■ **EXTRACT**:
########

The double CD package offers two hours of highly intense music of a kind rarely captured in studio recordings, with long tunes from twenty to over thirty minutes each and extended solos by all members of the quintet. True to the period, much of it is modal in nature and there is a nice contrast between the concepts of the two front-line horn men. Garnett is quite on fire and his explorations, although naturally reflecting some of Coltrane’s contemporary approaches, are very much his own, with nice developments of ideas that create interesting flows. Shaw is very much at his best, full of ideas, his personal phrasing and use of harmony, particularly fourths, very much on exhibit here, and his approach to rhythm very much in sync with Brooks. Mabern and McBee are similarly on fire. This is definitely a group driven by the drummer: the leader is fully in control, pushing everyone with complex patterns and commentary, all enveloped in an incendiary propulsion that underlies all but does not overwhelm the music. The perfect way that Brooks begins Shaw’s “Zoltan” with a short solo, setting up the whole tune is instructive. At this point in his life, he was magical, with a seemingly limitless variety of technical resources, great focus, but also with a joy of playing that makes this music so exciting.

As with many “live” recordings, one has the sense that listening to the playback cannot rival the experience of being there in the moment. In this case, the music grows on you, more exciting with repeated listening. I would strongly recommend purchasing the CD rather than a download if nothing else for the well-illustrated booklet that includes wonderfully insightful liner notes by Mark Stryker and a very personal reminiscence of Brooks by his old friend Herb Boyd, as well as interviews with McBee, Garnett, Reggie Workman, and Louis Hayes. Notably, all proceeds from the sale of the album will go to the Detroit Sound Conservancy, a nonprofit dedicated to the preservation of the city’s musical heritage.

########

■ **SUPPLIED DATA**:

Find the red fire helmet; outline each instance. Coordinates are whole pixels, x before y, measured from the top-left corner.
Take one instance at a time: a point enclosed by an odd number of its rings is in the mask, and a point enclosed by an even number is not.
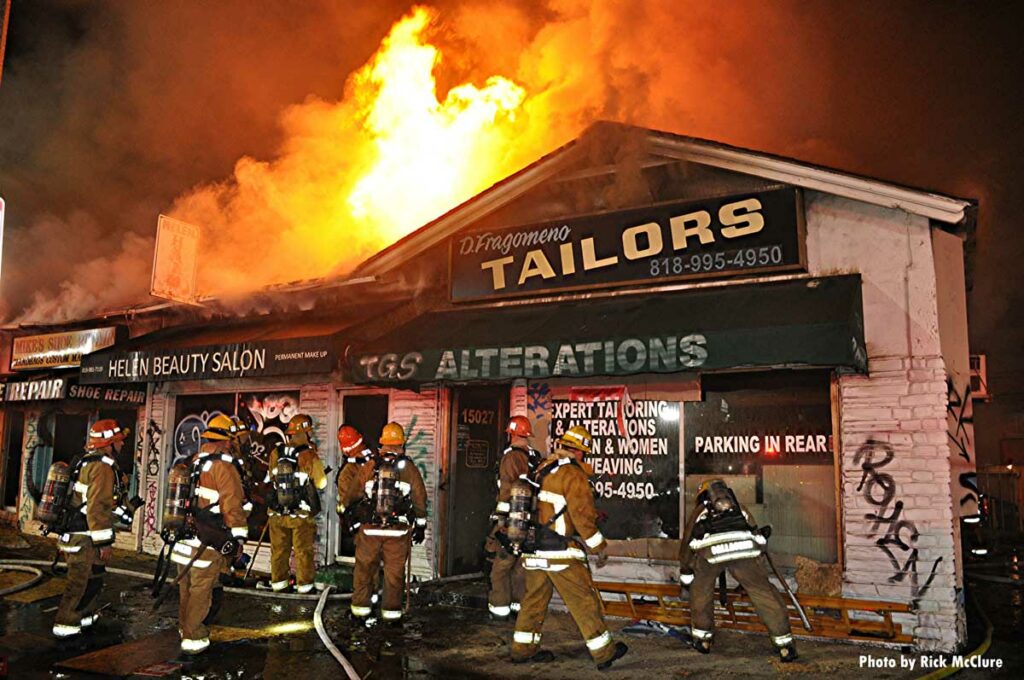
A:
[[[512,416],[505,431],[519,437],[534,436],[534,426],[529,424],[529,419],[525,416]]]
[[[118,421],[110,418],[97,420],[89,428],[89,438],[85,442],[85,450],[103,449],[117,441],[124,441],[127,437],[127,428],[118,425]]]
[[[350,453],[362,445],[362,435],[351,425],[342,425],[338,428],[338,445],[344,453]]]

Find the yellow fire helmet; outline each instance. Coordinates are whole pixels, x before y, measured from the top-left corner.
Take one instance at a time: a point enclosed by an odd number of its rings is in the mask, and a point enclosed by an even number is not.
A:
[[[401,447],[406,443],[406,430],[398,423],[388,423],[381,430],[381,444],[385,447]]]
[[[590,432],[583,425],[573,425],[565,434],[558,437],[558,442],[566,449],[575,449],[585,454],[591,453],[592,437]]]
[[[234,423],[230,416],[218,413],[210,419],[203,430],[203,438],[207,441],[227,441],[234,436]]]
[[[288,421],[288,435],[305,432],[309,434],[313,431],[313,419],[304,413],[295,414],[292,420]]]

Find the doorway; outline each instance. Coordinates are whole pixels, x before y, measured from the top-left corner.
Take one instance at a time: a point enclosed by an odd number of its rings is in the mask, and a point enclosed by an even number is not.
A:
[[[495,509],[495,470],[505,440],[507,405],[507,387],[461,387],[454,391],[446,576],[483,570],[483,541]]]
[[[377,449],[377,440],[380,438],[381,430],[387,424],[387,393],[380,394],[342,394],[341,395],[341,418],[342,425],[351,425],[362,434],[362,441],[371,449]],[[341,453],[338,454],[338,471],[334,475],[334,485],[338,485],[338,474],[344,467],[345,461]],[[337,549],[335,554],[339,561],[353,562],[355,559],[355,537],[345,530],[342,522],[335,523],[335,537]]]
[[[3,445],[3,505],[8,510],[17,507],[17,493],[22,481],[23,441],[25,441],[25,412],[8,411]]]

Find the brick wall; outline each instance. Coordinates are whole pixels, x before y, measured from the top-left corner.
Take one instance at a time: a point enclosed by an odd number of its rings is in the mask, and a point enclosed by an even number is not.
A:
[[[910,602],[923,650],[963,639],[941,356],[872,357],[840,380],[847,597]]]
[[[440,455],[438,432],[440,414],[437,390],[412,392],[394,390],[388,402],[388,418],[406,428],[406,453],[420,468],[427,486],[427,539],[413,546],[413,573],[432,579],[436,576],[437,458]]]

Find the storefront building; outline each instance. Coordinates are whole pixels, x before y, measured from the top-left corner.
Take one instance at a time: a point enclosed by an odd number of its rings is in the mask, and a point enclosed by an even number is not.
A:
[[[965,639],[959,520],[977,513],[963,239],[970,201],[615,125],[371,258],[436,282],[356,343],[357,384],[438,394],[433,558],[479,565],[508,415],[595,434],[599,580],[671,582],[702,479],[776,560],[910,605],[922,649]],[[415,272],[415,273],[411,273]],[[954,445],[955,444],[955,445]]]
[[[84,354],[126,337],[119,326],[44,334],[17,334],[10,340],[9,375],[0,382],[0,453],[3,455],[0,516],[23,530],[38,533],[36,499],[52,463],[71,463],[85,447],[89,427],[113,418],[131,431],[118,465],[132,494],[138,490],[138,433],[145,389],[85,385],[78,366]],[[138,530],[118,535],[117,546],[134,550]]]
[[[595,435],[614,555],[597,578],[674,582],[695,488],[724,477],[772,524],[783,567],[835,564],[837,594],[911,604],[898,621],[915,645],[952,650],[965,640],[959,518],[977,512],[973,451],[951,443],[969,424],[949,408],[969,376],[974,212],[599,124],[345,287],[303,291],[303,311],[136,336],[87,355],[79,380],[147,391],[151,552],[166,473],[206,420],[248,414],[268,447],[301,412],[335,470],[340,424],[374,439],[401,423],[429,492],[414,573],[478,571],[504,427],[524,415],[538,448],[574,424]],[[319,563],[341,543],[323,513]]]

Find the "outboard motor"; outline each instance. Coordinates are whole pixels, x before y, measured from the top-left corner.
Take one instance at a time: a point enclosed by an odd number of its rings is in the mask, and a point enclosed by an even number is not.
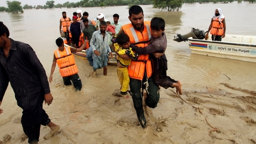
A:
[[[174,36],[173,41],[179,42],[182,41],[187,41],[187,38],[190,37],[193,37],[194,39],[202,40],[205,38],[205,33],[203,30],[192,27],[191,31],[186,34],[181,35],[177,34],[177,35]]]

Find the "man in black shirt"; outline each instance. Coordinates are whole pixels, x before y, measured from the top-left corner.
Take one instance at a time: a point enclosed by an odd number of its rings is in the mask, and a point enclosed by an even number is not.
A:
[[[29,144],[38,144],[40,126],[51,129],[48,139],[60,127],[51,122],[43,109],[43,101],[52,103],[45,70],[35,52],[28,44],[9,38],[8,28],[0,21],[0,106],[9,82],[18,105],[23,110],[21,124]],[[0,114],[3,112],[0,109]]]

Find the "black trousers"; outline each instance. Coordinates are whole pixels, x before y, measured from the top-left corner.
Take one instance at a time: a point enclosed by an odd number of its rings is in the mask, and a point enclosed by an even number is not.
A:
[[[62,77],[62,78],[64,84],[65,85],[71,85],[71,81],[72,81],[74,87],[76,89],[81,90],[82,89],[82,82],[78,74],[71,76]]]
[[[35,144],[39,141],[41,125],[47,125],[51,121],[43,109],[44,100],[43,90],[28,95],[24,97],[21,117],[21,124],[23,131],[28,137],[29,144]]]

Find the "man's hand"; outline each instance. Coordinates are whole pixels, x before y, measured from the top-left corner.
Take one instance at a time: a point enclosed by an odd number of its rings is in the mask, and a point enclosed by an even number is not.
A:
[[[93,52],[94,53],[94,54],[95,54],[95,55],[96,55],[97,56],[100,55],[100,53],[99,52],[99,51],[97,50],[95,50],[95,51],[94,51]]]
[[[50,75],[50,78],[49,78],[49,82],[52,83],[52,75]]]
[[[88,41],[89,41],[88,40],[84,40],[84,41],[83,41],[83,44],[86,43]]]
[[[53,97],[52,97],[51,93],[44,95],[44,104],[47,103],[47,104],[49,105],[50,104],[52,103],[53,100]]]
[[[113,54],[112,53],[112,52],[110,52],[109,54],[110,54],[110,57],[112,57]]]
[[[1,106],[1,104],[2,104],[2,101],[0,101],[0,106]],[[2,114],[3,112],[4,112],[4,110],[0,109],[0,115]]]
[[[153,55],[154,55],[154,56],[155,56],[157,59],[160,57],[161,56],[162,56],[163,55],[164,55],[165,53],[153,53]]]

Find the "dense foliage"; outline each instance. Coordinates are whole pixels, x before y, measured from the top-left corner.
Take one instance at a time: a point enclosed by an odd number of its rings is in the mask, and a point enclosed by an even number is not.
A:
[[[244,0],[244,1],[249,2],[249,3],[256,2],[256,0]],[[193,4],[195,3],[228,3],[233,2],[234,0],[81,0],[77,2],[69,2],[67,1],[63,4],[55,5],[54,0],[47,1],[44,6],[28,6],[25,5],[23,9],[47,9],[54,8],[71,8],[71,7],[105,7],[116,6],[132,6],[133,5],[153,5],[153,7],[166,11],[179,11],[181,8],[182,4]],[[237,2],[241,3],[242,0],[237,0]],[[7,12],[8,13],[23,13],[21,3],[18,1],[7,1],[8,8],[0,7],[0,12]]]
[[[18,1],[7,1],[7,6],[8,8],[6,9],[6,11],[8,13],[12,13],[13,14],[19,13],[21,12],[23,13],[22,7],[21,6],[21,2]]]

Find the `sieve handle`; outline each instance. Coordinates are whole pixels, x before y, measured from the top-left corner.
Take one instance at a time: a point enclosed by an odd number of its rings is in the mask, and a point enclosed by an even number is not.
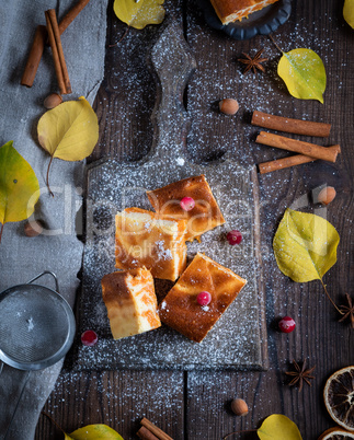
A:
[[[26,283],[27,283],[27,285],[31,285],[33,281],[35,281],[36,279],[43,277],[44,275],[52,275],[52,277],[54,278],[54,281],[55,281],[55,290],[56,290],[56,292],[60,293],[60,292],[59,292],[59,283],[58,283],[57,276],[56,276],[53,271],[50,271],[50,270],[44,270],[42,274],[39,274],[39,275],[37,275],[36,277],[32,278],[32,279],[31,279],[30,281],[27,281]]]

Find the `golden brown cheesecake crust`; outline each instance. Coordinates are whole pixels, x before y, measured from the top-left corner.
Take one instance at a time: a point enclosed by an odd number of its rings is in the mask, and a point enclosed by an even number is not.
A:
[[[222,213],[203,174],[149,190],[147,196],[159,217],[187,220],[185,234],[187,241],[193,241],[203,233],[225,223]],[[184,197],[192,197],[195,201],[195,207],[191,211],[184,211],[180,206],[180,201]]]
[[[138,268],[107,274],[102,278],[101,286],[115,339],[161,326],[149,270]]]
[[[162,220],[151,211],[127,208],[116,216],[116,267],[147,267],[155,278],[174,281],[186,263],[186,220]]]
[[[222,24],[242,20],[278,0],[210,0]]]
[[[205,255],[197,254],[159,306],[161,321],[201,343],[245,285],[245,279]],[[202,291],[212,294],[199,305]]]

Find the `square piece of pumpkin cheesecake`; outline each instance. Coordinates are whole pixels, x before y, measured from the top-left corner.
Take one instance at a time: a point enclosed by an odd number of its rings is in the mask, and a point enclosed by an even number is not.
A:
[[[225,223],[220,208],[203,174],[149,190],[147,196],[160,218],[187,220],[186,241],[198,239],[203,233]],[[193,206],[187,206],[189,201],[192,201]]]
[[[160,319],[201,343],[245,283],[232,270],[198,253],[161,302]]]
[[[117,212],[115,227],[115,267],[146,267],[155,278],[179,278],[186,263],[186,220],[160,219],[145,209],[126,208]]]
[[[149,270],[115,271],[105,275],[101,286],[114,339],[161,326],[153,278]]]

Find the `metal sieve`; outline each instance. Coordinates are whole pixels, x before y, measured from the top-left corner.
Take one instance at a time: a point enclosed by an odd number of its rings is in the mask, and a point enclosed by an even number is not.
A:
[[[56,290],[33,285],[52,275]],[[72,310],[60,296],[57,277],[44,271],[0,293],[0,360],[20,370],[41,370],[61,359],[73,341]]]

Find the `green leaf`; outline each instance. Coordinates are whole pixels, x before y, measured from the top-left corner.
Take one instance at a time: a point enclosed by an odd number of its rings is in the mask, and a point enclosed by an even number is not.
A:
[[[289,93],[300,100],[318,100],[323,104],[326,69],[321,58],[310,49],[283,53],[277,73]]]
[[[38,180],[30,163],[18,153],[13,148],[13,141],[10,140],[0,148],[0,223],[2,228],[9,221],[21,221],[32,216],[38,198]]]
[[[256,431],[261,440],[301,440],[298,427],[282,414],[272,414]]]
[[[343,16],[346,23],[354,28],[354,0],[345,0]]]
[[[123,437],[106,425],[89,425],[66,435],[65,440],[123,440]]]
[[[114,0],[116,16],[137,30],[148,24],[160,24],[164,19],[164,0]]]
[[[322,280],[336,262],[340,236],[313,213],[287,209],[273,240],[278,268],[296,282]]]

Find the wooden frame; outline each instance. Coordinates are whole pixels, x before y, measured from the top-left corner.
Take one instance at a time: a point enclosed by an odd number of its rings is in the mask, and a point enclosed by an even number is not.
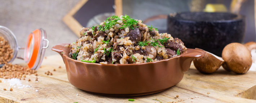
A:
[[[63,18],[62,20],[64,23],[78,36],[80,37],[79,31],[83,28],[83,26],[74,18],[75,14],[85,4],[88,0],[81,0]],[[122,15],[123,7],[122,0],[115,0],[116,8],[115,13],[116,15],[120,16]]]

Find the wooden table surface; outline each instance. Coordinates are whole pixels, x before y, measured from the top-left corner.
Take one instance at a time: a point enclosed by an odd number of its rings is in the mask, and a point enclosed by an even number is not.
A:
[[[38,82],[33,74],[21,80],[22,84],[31,85],[31,87],[21,89],[12,86],[13,90],[10,91],[7,80],[0,78],[0,103],[160,103],[153,100],[156,98],[162,103],[256,103],[255,71],[237,75],[221,68],[213,74],[204,74],[192,65],[181,81],[166,90],[144,96],[112,97],[89,93],[72,85],[69,82],[60,56],[45,58],[41,67],[37,70]],[[44,74],[48,70],[53,75]],[[29,78],[31,80],[27,82]],[[3,90],[3,88],[7,90]],[[179,95],[178,98],[174,98],[176,95]],[[135,101],[128,101],[129,99]]]

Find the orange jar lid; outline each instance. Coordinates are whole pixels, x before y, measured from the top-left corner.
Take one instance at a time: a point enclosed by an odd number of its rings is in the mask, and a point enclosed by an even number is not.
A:
[[[30,68],[37,70],[40,67],[49,42],[46,39],[45,32],[42,29],[37,29],[29,34],[27,39],[24,60]]]

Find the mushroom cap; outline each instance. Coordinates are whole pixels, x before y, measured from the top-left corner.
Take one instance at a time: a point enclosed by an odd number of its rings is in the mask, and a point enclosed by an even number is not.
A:
[[[213,73],[220,68],[224,63],[224,60],[221,57],[204,51],[206,53],[202,57],[195,59],[193,61],[194,64],[197,69],[201,72]]]
[[[252,62],[250,51],[239,43],[233,43],[226,45],[223,49],[222,56],[226,67],[237,74],[246,72]]]
[[[249,50],[252,51],[253,49],[256,49],[256,43],[253,42],[250,42],[244,45]]]

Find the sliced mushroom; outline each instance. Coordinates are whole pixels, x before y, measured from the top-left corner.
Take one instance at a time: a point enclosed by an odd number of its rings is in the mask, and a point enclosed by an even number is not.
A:
[[[197,69],[201,72],[213,72],[224,63],[224,60],[220,57],[206,51],[204,51],[206,53],[202,57],[195,59],[193,61],[194,64]]]
[[[238,43],[226,45],[222,51],[222,57],[225,64],[223,67],[237,74],[244,74],[252,63],[251,52],[243,45]]]

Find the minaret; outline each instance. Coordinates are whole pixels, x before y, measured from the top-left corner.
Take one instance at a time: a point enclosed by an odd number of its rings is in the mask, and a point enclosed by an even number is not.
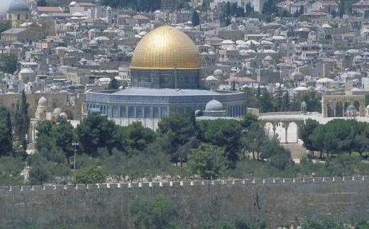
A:
[[[101,9],[101,1],[100,0],[95,0],[94,3],[95,4],[95,18],[101,18],[99,12],[100,12]]]
[[[113,18],[111,16],[111,8],[110,8],[110,6],[108,6],[106,8],[106,22],[108,23],[108,26],[111,26],[112,20]]]
[[[28,7],[30,8],[30,11],[34,11],[37,10],[37,3],[35,0],[30,0],[28,1]]]

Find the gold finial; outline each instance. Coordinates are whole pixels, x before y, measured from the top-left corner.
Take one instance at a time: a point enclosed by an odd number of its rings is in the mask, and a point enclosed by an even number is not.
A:
[[[168,11],[167,11],[165,13],[165,25],[169,25],[169,23],[168,23]]]

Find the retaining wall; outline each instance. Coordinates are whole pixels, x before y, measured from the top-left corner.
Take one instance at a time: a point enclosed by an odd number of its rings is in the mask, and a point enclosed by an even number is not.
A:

########

■ **PARTS OF THE EXERCISE**:
**A)** Return the passage of the album review starting with "As with many" and going on through "city’s musical heritage.".
**B)** According to the album review, who will receive all proceeds from the sale of the album?
**C)** Which people does the album review say are interviewed in the CD booklet? List every one.

■ **THE RESPONSES**:
**A)**
As with many “live” recordings, one has the sense that listening to the playback cannot rival the experience of being there in the moment. In this case, the music grows on you, more exciting with repeated listening. I would strongly recommend purchasing the CD rather than a download if nothing else for the well-illustrated booklet that includes wonderfully insightful liner notes by Mark Stryker and a very personal reminiscence of Brooks by his old friend Herb Boyd, as well as interviews with McBee, Garnett, Reggie Workman, and Louis Hayes. Notably, all proceeds from the sale of the album will go to the Detroit Sound Conservancy, a nonprofit dedicated to the preservation of the city’s musical heritage.

**B)** The Detroit Sound Conservancy, a nonprofit dedicated to the preservation of the city's musical heritage.

**C)**
- McBee
- Garnett
- Reggie Workman
- Louis Hayes